━━━━━ EXTRACTED MATERIAL
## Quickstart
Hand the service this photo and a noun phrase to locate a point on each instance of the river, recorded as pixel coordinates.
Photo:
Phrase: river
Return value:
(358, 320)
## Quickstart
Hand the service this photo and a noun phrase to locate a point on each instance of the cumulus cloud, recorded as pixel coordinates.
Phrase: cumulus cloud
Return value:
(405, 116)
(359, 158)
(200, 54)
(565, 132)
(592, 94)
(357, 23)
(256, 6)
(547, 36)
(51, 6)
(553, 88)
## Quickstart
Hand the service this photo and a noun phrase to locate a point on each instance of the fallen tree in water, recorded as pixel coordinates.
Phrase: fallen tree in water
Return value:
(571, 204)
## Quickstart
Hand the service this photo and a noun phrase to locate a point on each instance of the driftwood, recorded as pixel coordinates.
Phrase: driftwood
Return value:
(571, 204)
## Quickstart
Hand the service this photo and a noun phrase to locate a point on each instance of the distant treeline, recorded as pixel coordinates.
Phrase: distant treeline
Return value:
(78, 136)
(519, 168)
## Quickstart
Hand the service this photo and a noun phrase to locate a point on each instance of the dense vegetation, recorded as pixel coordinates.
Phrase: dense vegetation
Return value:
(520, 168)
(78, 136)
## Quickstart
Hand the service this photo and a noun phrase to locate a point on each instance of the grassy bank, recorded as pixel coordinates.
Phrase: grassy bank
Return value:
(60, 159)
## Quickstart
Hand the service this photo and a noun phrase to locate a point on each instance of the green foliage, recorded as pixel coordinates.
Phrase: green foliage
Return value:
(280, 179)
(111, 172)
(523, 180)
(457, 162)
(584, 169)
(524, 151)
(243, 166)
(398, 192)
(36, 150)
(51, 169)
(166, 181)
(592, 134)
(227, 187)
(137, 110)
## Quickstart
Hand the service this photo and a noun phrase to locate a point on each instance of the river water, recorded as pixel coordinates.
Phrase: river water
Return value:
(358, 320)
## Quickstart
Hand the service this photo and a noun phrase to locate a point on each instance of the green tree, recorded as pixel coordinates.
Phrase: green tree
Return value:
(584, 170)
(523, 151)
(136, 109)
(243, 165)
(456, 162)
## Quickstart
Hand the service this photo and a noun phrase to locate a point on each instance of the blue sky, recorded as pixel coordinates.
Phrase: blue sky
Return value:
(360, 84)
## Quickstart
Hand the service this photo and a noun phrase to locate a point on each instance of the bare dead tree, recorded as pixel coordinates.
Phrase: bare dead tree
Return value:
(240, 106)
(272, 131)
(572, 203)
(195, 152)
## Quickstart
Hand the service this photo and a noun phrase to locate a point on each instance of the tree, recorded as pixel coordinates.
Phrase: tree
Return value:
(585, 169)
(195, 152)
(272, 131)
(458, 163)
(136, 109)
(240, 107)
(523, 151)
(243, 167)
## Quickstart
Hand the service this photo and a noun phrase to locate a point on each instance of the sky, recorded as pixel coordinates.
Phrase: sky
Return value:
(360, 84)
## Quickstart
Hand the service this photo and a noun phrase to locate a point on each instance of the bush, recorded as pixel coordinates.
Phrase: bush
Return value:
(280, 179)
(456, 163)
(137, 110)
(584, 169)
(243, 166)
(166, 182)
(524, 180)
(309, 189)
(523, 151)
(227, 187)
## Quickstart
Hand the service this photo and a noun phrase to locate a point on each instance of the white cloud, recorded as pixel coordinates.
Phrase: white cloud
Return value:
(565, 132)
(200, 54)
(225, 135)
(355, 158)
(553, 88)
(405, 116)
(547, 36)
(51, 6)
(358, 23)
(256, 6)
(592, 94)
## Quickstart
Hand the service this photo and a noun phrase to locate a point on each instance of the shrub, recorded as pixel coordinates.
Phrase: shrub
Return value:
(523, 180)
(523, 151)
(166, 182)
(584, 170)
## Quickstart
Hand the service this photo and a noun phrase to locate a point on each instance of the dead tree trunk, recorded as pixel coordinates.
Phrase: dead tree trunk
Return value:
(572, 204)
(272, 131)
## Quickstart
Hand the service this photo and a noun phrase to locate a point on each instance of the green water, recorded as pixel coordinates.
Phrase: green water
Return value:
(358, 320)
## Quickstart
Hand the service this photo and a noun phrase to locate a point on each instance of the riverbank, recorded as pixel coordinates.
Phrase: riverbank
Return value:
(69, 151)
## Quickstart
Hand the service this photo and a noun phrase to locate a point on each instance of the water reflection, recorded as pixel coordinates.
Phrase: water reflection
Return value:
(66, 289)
━━━━━━━━━━
• _WRITTEN EXERCISE_: Print the records once more, exactly as they were given.

• _OUTPUT OF THE TASK_:
## Quickstart
Hand the service this photo and a noun phrase to locate a point on each instance of the river, recorded as pixel coordinates.
Photo:
Phrase: river
Return value:
(358, 320)
## Quickstart
Hand the service this photo and a noun phrase to locate a point on each instance of the cumulus cloud, recorded as pixel coordinates.
Phrase: cumulus cloud
Return value:
(405, 116)
(359, 158)
(200, 54)
(565, 132)
(592, 94)
(357, 23)
(256, 6)
(547, 36)
(51, 6)
(553, 88)
## Quickstart
Hand the service this photo and a noun phrase to locate a point on each instance of the fallen tree in water, recorded as pixel coordinates.
Phrase: fallen tree in water
Return value:
(571, 204)
## Quickstart
Hand the service this photo and a noun phrase to locate a point on each instance of the driftwood, recorded as pixel coordinates.
Phrase: driftwood
Return value:
(571, 204)
## Quickstart
Hand the service this photo and a noun phrase to locate a point on each instance of the distant treeline, recorded as pixel coordinates.
Phrase: distant treeline
Return value:
(78, 136)
(519, 168)
## Quickstart
Hand the service this photo and a noun phrase to locate a point on each instance of the dense vegetation, recorded as pixel coordinates.
Phrase: dense vegetation
Return value:
(520, 168)
(78, 136)
## Quickstart
Hand the service this photo and a noun phrase to locate a point on each instance of the grassy bank, recorded as pixel coordinates.
Phrase: grassy bank
Return value:
(60, 159)
## Quickstart
Hand the service this photo and a noun phrase to locate a point on each instance of the green foliage, recorded as pixel coordinates.
Phrase: green foliage
Return value:
(280, 179)
(111, 172)
(523, 180)
(457, 162)
(584, 169)
(524, 151)
(243, 166)
(398, 192)
(36, 150)
(51, 169)
(166, 181)
(592, 134)
(227, 187)
(137, 110)
## Quickstart
Hand the service this photo and a noun phrase to locate a point on each instance of the river water, recorded as pixel coordinates.
Phrase: river water
Return value:
(358, 320)
## Quickstart
Hand the service this photo and a noun phrase to locate a point on each instance of the green tree, recorded as pixel coordinates.
Phrase: green tree
Return value:
(584, 170)
(523, 151)
(136, 109)
(243, 165)
(456, 162)
## Quickstart
Hand the service this photo and a noun phrase to locate a point on each instance of the blue sky, recorded as pixel coordinates.
Phrase: blue sky
Return value:
(360, 84)
## Quickstart
Hand the service this photo and a noun phrase to locate a point on each instance of the bare dead tree, recorded as pixel coordinates.
Phrase: bare dead tree
Return value:
(240, 106)
(272, 131)
(572, 203)
(195, 152)
## Quickstart
Hand the service this photo and a noun phrase to locate a point on each instance of the tree, recorded as pixel coordinates.
Phrase: tree
Return value:
(585, 169)
(195, 152)
(272, 131)
(458, 163)
(136, 109)
(240, 107)
(523, 151)
(243, 167)
## Quickstart
Hand the service this photo and a noun phrase to locate a point on each instance of the sky, recorded as pixel coordinates.
Phrase: sky
Return value:
(360, 84)
## Quickstart
Hand the service this photo and a noun phrase to locate a point on each instance of the bush, recorded as pixel coordinates.
Phrase: bush
Return value:
(280, 179)
(456, 163)
(137, 110)
(584, 169)
(243, 166)
(166, 182)
(524, 180)
(309, 189)
(523, 151)
(227, 187)
## Quickstart
Hand the service this photo and a noun phrase to locate a point on each instance of the white cloud, recorded as pixel coordinates.
Phrase: white cloud
Return value:
(565, 132)
(200, 54)
(225, 135)
(355, 158)
(553, 88)
(405, 116)
(547, 36)
(51, 6)
(358, 23)
(256, 6)
(592, 94)
## Quickstart
Hand the service this photo and a noun phrase to locate a point on each instance of the shrub, recorded as pixel coordinates.
Phrase: shrub
Return value:
(523, 180)
(523, 151)
(166, 182)
(584, 170)
## Quickstart
Hand the service this photo and a noun phrase to locate a point on each instance of the dead tree trunk, recorded as pixel coordinates.
Phrase: dead tree trunk
Return value:
(572, 204)
(272, 131)
## Quickstart
Hand the service this photo and a noun phrase to locate a point on each instance of the green water, recorded as pixel coordinates.
Phrase: green water
Return value:
(358, 320)
## Quickstart
Hand the service this photo and a noun phrase to locate a point on each instance of the riverbank, recorded as pixel coordinates.
Phrase: riverbank
Return value:
(69, 151)
## Quickstart
Hand the service this photo and a noun phrase to locate a point on each instance of the water reflection, recorded as pixel coordinates.
Phrase: water reflection
Return value:
(66, 289)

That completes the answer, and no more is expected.